Configuring + managing `schemas` #5781

jtcohen6 · 2022-09-07T09:32:46Z

jtcohen6
Sep 7, 2022
Maintainer

A more specific version of #5099

Philosophical premise

I am less inclined nowadays to say dbt should aspire to be "Terraform for data warehouses." Rather than a fully generic and extensible framework for managing data warehouse objects, where we take the existence of those object types (tables, schemas, tasks, streams, roles, UDFs, ...) as our starting point, I think we should always take jobs-to-be-done in data as our starting point (models, sources, exposures, tests, descriptions, granting access, ...), and treat data warehouse objects as implementation details / backend mechanisms for achieving those jobs.

Ok, but we need schemas

paraphrasing from dbt-labs/dbt-bigquery#289 (comment)

We're missing a mechanism for users to truly configure schemas/datasets in dbt today. We can agree on that, without necessarily implying that dbt should first / eventually become a totally generic and extensible framework for managing all types of database objects.

dbt is already in the business of creating schemas/datasets, as soon as you define and run a model in a schema/dataset that does not yet exist:

dbt-core/core/dbt/task/run.py

Line 423 in e95e36d

self.create_schemas(adapter, required_schemas)

This has come up in the context of labels (dbt-labs/dbt-bigquery#22), persisting descriptions/comments (#1714), grants (dev blog), and managing "orphaned" objects (#4957).

(Saved data entries)
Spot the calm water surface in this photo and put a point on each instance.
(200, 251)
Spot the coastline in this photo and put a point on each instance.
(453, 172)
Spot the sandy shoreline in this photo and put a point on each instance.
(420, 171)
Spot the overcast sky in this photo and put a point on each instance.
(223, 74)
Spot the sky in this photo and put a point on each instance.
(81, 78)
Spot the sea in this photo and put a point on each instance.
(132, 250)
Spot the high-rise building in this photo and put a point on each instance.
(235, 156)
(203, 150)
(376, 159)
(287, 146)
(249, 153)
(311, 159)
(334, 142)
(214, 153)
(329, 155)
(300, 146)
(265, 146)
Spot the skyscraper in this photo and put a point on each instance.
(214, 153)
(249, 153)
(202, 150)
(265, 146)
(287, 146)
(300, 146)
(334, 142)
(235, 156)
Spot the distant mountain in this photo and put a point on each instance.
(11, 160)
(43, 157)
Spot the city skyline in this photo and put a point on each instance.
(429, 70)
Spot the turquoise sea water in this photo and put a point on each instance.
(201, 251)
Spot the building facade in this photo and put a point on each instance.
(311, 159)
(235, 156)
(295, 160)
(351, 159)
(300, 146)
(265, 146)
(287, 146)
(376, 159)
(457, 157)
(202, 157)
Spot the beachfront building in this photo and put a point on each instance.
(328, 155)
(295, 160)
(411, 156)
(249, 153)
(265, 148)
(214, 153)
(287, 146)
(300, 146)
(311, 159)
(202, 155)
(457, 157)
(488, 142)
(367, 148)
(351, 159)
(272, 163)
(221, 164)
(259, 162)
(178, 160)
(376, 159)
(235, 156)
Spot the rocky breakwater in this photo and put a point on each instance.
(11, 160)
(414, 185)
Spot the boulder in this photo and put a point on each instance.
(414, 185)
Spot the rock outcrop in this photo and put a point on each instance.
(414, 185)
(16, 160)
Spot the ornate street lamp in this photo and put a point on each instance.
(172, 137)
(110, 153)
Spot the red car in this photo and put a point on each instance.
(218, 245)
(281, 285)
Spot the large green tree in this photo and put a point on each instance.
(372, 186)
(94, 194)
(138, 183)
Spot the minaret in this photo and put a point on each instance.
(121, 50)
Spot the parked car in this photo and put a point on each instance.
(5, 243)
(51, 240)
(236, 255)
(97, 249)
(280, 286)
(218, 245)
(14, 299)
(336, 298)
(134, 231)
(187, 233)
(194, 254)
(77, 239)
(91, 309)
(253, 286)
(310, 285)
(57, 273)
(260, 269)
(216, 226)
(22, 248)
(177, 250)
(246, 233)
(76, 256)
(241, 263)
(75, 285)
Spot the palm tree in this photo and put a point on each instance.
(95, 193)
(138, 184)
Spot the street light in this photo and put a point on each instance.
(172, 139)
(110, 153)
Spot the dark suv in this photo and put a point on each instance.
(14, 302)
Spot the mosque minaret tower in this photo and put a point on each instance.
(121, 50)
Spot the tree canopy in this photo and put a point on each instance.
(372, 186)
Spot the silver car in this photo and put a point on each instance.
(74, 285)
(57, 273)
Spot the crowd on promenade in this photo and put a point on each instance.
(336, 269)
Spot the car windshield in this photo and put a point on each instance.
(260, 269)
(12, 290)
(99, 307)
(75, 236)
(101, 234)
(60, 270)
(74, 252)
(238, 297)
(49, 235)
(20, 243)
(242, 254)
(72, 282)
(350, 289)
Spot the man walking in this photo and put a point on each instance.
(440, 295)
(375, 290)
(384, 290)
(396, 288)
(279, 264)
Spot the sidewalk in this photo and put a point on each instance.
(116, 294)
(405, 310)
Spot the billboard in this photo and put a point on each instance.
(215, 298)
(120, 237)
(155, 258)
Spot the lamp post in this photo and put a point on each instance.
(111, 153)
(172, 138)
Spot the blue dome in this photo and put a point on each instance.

__Complete the following__
a: In the schema thread, what does dbt already do when a model is defined and run in a schema or dataset that does not yet exist?
b: Please rewrite the paragraph of the schema thread that begins "I am less inclined nowadays" as a short bulleted list, keeping its main points.

__Task-by-task results__
a: It creates the schema or dataset.

b:
- The author is now less inclined to say dbt should aspire to be "Terraform for data warehouses."
- dbt should not be a fully generic, extensible framework that starts from data warehouse object types (tables, schemas, tasks, streams, roles, UDFs).
- It should instead start from jobs-to-be-done in data (models, sources, exposures, tests, descriptions, granting access).
- Data warehouse objects should be treated as implementation details or backend mechanisms for achieving those jobs.